◆ EXERCISE GOAL ◆
Line by line, copy out the entries exactly and leave the pictures behind.

━━━

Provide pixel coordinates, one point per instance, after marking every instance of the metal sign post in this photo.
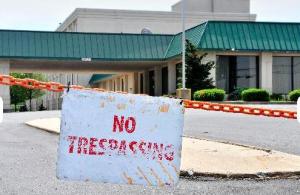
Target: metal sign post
(183, 43)
(1, 110)
(298, 110)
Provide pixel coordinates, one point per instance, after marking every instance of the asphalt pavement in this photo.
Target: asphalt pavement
(28, 161)
(260, 131)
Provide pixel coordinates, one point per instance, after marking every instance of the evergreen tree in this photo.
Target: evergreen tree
(197, 73)
(20, 94)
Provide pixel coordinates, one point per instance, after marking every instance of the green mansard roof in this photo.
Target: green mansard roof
(211, 35)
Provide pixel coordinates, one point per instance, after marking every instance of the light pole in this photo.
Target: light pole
(183, 42)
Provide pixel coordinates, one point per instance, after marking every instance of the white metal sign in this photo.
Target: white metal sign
(298, 110)
(117, 138)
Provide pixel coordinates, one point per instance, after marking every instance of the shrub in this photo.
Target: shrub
(236, 94)
(209, 95)
(294, 95)
(277, 97)
(255, 95)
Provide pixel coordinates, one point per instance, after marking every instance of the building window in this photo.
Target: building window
(237, 72)
(286, 74)
(296, 72)
(165, 81)
(282, 72)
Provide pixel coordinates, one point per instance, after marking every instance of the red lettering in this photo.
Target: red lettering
(122, 148)
(169, 156)
(141, 147)
(101, 145)
(133, 123)
(92, 146)
(131, 146)
(113, 144)
(118, 124)
(71, 139)
(82, 143)
(158, 150)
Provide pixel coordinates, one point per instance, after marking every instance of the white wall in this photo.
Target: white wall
(128, 21)
(266, 71)
(4, 90)
(216, 6)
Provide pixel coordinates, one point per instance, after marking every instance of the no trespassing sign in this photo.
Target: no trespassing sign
(120, 138)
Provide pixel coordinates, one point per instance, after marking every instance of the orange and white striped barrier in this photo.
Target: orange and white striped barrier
(58, 87)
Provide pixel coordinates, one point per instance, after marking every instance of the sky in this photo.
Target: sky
(47, 14)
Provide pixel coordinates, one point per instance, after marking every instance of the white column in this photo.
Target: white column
(130, 82)
(158, 80)
(211, 57)
(266, 71)
(172, 78)
(146, 82)
(4, 90)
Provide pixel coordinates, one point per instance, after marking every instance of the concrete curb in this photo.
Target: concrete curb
(223, 160)
(258, 176)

━━━

◆ ANSWER TO THE EXERCISE ◆
Provide pixel coordinates, one point per instance, after marking every instance of the metal sign post in this photo.
Target: metal sign post
(183, 43)
(1, 110)
(298, 110)
Provide pixel coordinates, one point per instance, after marking every instance of the asphalt pavement in this photo.
Target: asphalt pavement
(28, 161)
(260, 131)
Provide pixel coordinates, one point per instance, after marking every instance of the evergreen tree in this photo.
Target: evergreen tree
(197, 73)
(20, 94)
Provide pixel coordinates, one point per instance, after marking every instance of the green mansard roof in this photo.
Target: green mansard roof
(211, 35)
Provide pixel coordinates, one point per instance, after marking every instance of the light pole in this photo.
Target: light pole
(183, 42)
Provide pixel coordinates, one point per instance, after marking every instance of the white metal sign in this photo.
Target: white metal sign
(298, 110)
(117, 138)
Provide pixel coordinates, one point per instance, after marking every instance of the shrub in this photo.
Target: shrub
(236, 94)
(209, 95)
(294, 95)
(277, 97)
(255, 95)
Provide pixel coordinates, one point per instance, after marking every instance of the building window in this photo.
Target: building window
(237, 72)
(286, 74)
(296, 72)
(165, 81)
(282, 72)
Provide pixel coordinates, one point per instance, after marking every instance of the red lettering in this photo.
Target: red lettering
(122, 148)
(169, 156)
(141, 147)
(101, 145)
(133, 123)
(92, 146)
(131, 146)
(113, 144)
(118, 124)
(71, 139)
(82, 143)
(158, 150)
Provide pixel coordinates, one point per instance, after marking every instance of the white wall in this photo.
Target: white wall
(128, 21)
(266, 71)
(4, 90)
(216, 6)
Provide pixel coordinates, one point per instance, after marking every instance of the no trespassing sign in this photo.
Target: no trespassing sign
(120, 138)
Provide pixel coordinates, one point per instance, after marking every instance of the orange and white striped barrier in this photo.
Target: orange and white striped barrier
(58, 87)
Provide pixel coordinates, one point per instance, after marking every instance of the sky in this photo.
Target: sky
(47, 14)
Provide pixel coordinates, one point per instance, after marking every instance of the white column in this photo.
Target: white column
(130, 82)
(158, 80)
(211, 57)
(266, 71)
(172, 78)
(146, 82)
(4, 90)
Provide pixel coordinates, one point per instance, after marking every instance of the concrete curb in this photo.
Target: concrete curb
(223, 160)
(258, 176)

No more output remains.